-- Begin DATA TO USE --

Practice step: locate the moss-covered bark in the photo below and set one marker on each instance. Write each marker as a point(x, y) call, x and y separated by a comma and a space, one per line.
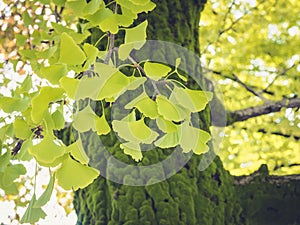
point(189, 197)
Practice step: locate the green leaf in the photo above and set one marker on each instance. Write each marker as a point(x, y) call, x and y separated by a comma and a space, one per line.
point(135, 8)
point(77, 151)
point(135, 131)
point(101, 15)
point(140, 2)
point(166, 126)
point(25, 86)
point(59, 2)
point(11, 173)
point(70, 52)
point(132, 149)
point(156, 71)
point(4, 161)
point(9, 105)
point(27, 19)
point(47, 151)
point(91, 52)
point(74, 175)
point(23, 154)
point(21, 129)
point(85, 120)
point(77, 37)
point(45, 197)
point(58, 120)
point(40, 103)
point(102, 126)
point(145, 105)
point(193, 139)
point(134, 39)
point(169, 110)
point(33, 214)
point(110, 24)
point(92, 7)
point(194, 100)
point(77, 6)
point(169, 140)
point(53, 73)
point(70, 85)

-- End DATA TO USE --

_WHAT NEEDS TO BE DONE_
Rewrite every line of the items above as a JSON list of strings, with one string per line, leaving out blank lines and the pictures.

_COMPLETE OUTPUT_
[
  "Practice step: locate the moss-covered bark in the photo below and set one marker on each instance. Write each marker as a point(x, y) call, x and y separated by a comma and a space, one per line.",
  "point(189, 197)",
  "Practice step: locate the green leaf in the photo above and set one marker on each instance. Write each marker as a point(x, y) call, x and y separated by a comma and a space, one per line.",
  "point(135, 8)",
  "point(77, 151)",
  "point(135, 131)",
  "point(101, 15)",
  "point(140, 2)",
  "point(166, 126)",
  "point(25, 86)",
  "point(59, 2)",
  "point(11, 173)",
  "point(70, 52)",
  "point(132, 149)",
  "point(156, 71)",
  "point(4, 161)",
  "point(9, 105)",
  "point(27, 19)",
  "point(47, 151)",
  "point(91, 52)",
  "point(74, 175)",
  "point(23, 154)",
  "point(21, 129)",
  "point(85, 120)",
  "point(77, 37)",
  "point(45, 197)",
  "point(58, 120)",
  "point(40, 103)",
  "point(102, 126)",
  "point(145, 105)",
  "point(193, 139)",
  "point(134, 39)",
  "point(169, 110)",
  "point(33, 214)",
  "point(110, 24)",
  "point(92, 7)",
  "point(194, 100)",
  "point(77, 6)",
  "point(169, 140)",
  "point(53, 73)",
  "point(70, 85)"
]